Reproduce only the lines of the material below that start at the line containing "Where can the dense vegetation be found here?" and stop at the line containing "Target: haze over field". Keep both end lines.

Source records section start

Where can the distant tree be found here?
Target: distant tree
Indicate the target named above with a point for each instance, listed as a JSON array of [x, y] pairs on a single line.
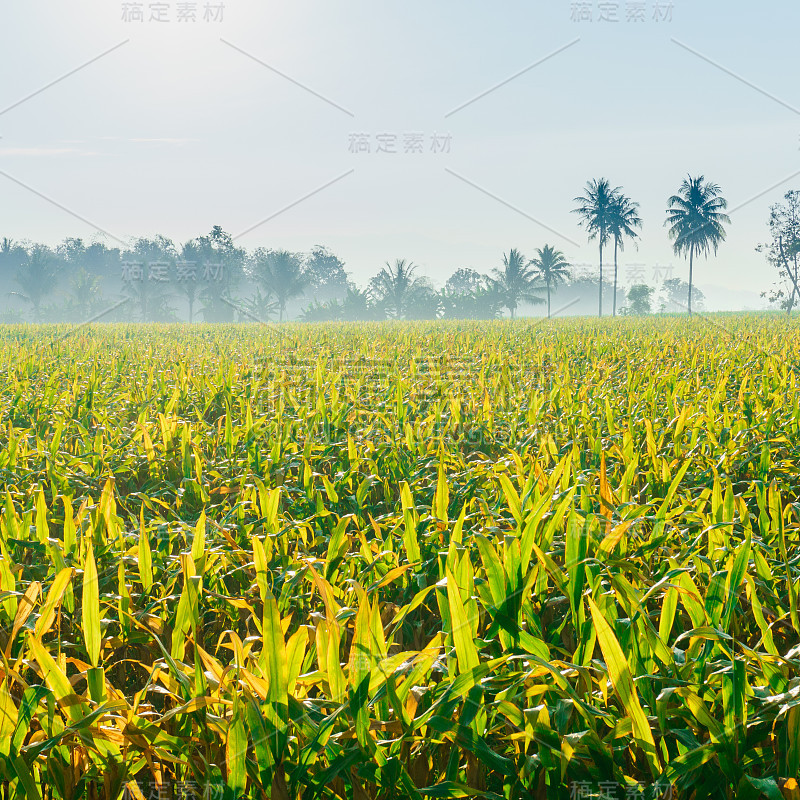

Source records section end
Source records section start

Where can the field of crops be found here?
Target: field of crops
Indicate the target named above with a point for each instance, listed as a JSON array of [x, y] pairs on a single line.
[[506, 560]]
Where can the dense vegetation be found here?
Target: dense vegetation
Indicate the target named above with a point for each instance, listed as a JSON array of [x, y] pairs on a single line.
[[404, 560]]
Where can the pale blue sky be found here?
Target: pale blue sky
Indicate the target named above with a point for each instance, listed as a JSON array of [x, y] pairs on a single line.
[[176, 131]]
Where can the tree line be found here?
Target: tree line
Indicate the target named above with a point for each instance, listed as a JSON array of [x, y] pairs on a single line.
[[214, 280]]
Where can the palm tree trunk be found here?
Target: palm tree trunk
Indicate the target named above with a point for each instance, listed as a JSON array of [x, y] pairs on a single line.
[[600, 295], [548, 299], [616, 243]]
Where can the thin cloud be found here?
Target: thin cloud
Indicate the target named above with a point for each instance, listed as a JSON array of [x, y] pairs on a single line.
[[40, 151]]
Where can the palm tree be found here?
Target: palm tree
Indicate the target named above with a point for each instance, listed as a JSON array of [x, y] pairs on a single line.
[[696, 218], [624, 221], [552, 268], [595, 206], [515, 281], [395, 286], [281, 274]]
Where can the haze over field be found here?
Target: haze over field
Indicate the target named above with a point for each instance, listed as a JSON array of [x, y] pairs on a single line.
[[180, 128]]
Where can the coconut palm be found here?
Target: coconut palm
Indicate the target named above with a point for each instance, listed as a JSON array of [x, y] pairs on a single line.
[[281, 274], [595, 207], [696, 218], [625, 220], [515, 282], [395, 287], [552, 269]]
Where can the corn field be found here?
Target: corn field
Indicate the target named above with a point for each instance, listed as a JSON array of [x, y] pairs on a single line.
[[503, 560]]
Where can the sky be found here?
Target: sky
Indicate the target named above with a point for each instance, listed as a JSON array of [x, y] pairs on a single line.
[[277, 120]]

Source records section end

## Response
Where can the dense vegetation be found here?
Target: dense vegetation
Indicate the target named above with a point for each instance, listed as a JSON array of [x, y] pairs on a single line.
[[404, 560]]
Where can the pale blue sky be found here?
Target: pale blue sky
Indicate the target named above with a point for each instance, listed as a JSON array of [x, y] pairs on a single line.
[[176, 131]]
Where can the tree line be found here?
Target: tree line
Indicate the target named above with a point for each instance, listed as a JSON array of [x, y] pairs on a single line.
[[214, 280]]
Where can the palm tree trunk be found here?
Target: palm tree trunk
Indicate the target named above with a point for each instance, listed as a JSON array of [x, y] pairs on a single line.
[[600, 295], [548, 299], [616, 243]]
Where can the thin cloud be found here?
Target: thin cloud
Indicate the target named above with a point for each instance, listed as a JSON array of [x, y] pairs on a single line.
[[40, 151]]
Where can the palm tree be found here?
Target: palm tree
Indicate the target named above with a point for each instance, listed as a JSON array of [x, y] pairs on a single line.
[[696, 218], [624, 221], [552, 268], [595, 206], [515, 281], [395, 286], [281, 274]]
Where can the haze over field be found here?
Target: haze over field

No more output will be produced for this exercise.